• _Stored data_
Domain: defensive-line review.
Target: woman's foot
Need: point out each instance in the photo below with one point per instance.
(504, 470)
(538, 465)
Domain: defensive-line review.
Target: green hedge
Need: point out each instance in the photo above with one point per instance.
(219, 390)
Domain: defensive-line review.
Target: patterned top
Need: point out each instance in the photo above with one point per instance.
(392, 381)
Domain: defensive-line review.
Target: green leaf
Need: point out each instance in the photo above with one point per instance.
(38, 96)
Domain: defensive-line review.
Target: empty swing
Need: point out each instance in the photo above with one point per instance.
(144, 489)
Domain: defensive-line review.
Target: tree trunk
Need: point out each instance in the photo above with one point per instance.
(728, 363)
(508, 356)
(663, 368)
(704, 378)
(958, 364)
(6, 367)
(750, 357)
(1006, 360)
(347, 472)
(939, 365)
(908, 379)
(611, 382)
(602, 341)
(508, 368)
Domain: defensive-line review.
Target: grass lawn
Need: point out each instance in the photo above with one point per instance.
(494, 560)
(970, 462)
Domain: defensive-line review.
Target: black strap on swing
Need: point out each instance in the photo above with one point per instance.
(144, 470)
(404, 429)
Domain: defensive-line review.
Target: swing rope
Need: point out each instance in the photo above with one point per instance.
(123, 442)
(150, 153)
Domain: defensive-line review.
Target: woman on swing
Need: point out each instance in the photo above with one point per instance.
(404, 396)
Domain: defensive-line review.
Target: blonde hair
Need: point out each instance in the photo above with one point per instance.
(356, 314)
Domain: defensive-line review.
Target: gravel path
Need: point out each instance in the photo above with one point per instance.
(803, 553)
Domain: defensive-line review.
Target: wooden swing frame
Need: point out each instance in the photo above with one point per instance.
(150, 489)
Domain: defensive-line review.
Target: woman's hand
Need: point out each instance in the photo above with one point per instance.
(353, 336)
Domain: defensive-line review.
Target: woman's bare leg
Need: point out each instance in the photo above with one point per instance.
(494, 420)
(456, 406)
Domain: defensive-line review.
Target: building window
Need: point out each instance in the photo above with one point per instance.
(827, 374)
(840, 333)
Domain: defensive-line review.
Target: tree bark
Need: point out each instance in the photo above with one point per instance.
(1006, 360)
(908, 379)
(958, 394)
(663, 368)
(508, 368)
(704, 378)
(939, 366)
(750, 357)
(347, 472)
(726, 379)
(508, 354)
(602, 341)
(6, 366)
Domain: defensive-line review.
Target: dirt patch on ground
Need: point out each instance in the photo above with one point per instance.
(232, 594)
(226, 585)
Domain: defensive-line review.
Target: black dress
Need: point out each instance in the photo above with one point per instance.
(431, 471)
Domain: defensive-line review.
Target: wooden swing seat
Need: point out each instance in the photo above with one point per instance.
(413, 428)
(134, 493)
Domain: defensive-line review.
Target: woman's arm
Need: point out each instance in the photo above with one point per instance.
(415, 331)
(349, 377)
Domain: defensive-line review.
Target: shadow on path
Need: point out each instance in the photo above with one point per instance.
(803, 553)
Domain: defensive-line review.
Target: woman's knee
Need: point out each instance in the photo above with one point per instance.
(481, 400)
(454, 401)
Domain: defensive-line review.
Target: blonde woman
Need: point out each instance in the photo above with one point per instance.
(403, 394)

• _Written instruction_
Collect every line of the records above that contains the word "woman", and copy each one in full.

• _Answer in full_
Target: woman's foot
Target: woman on swing
Target: woman's hand
Target: woman's bare leg
Target: woman's arm
Target: woman's knee
Target: blonde woman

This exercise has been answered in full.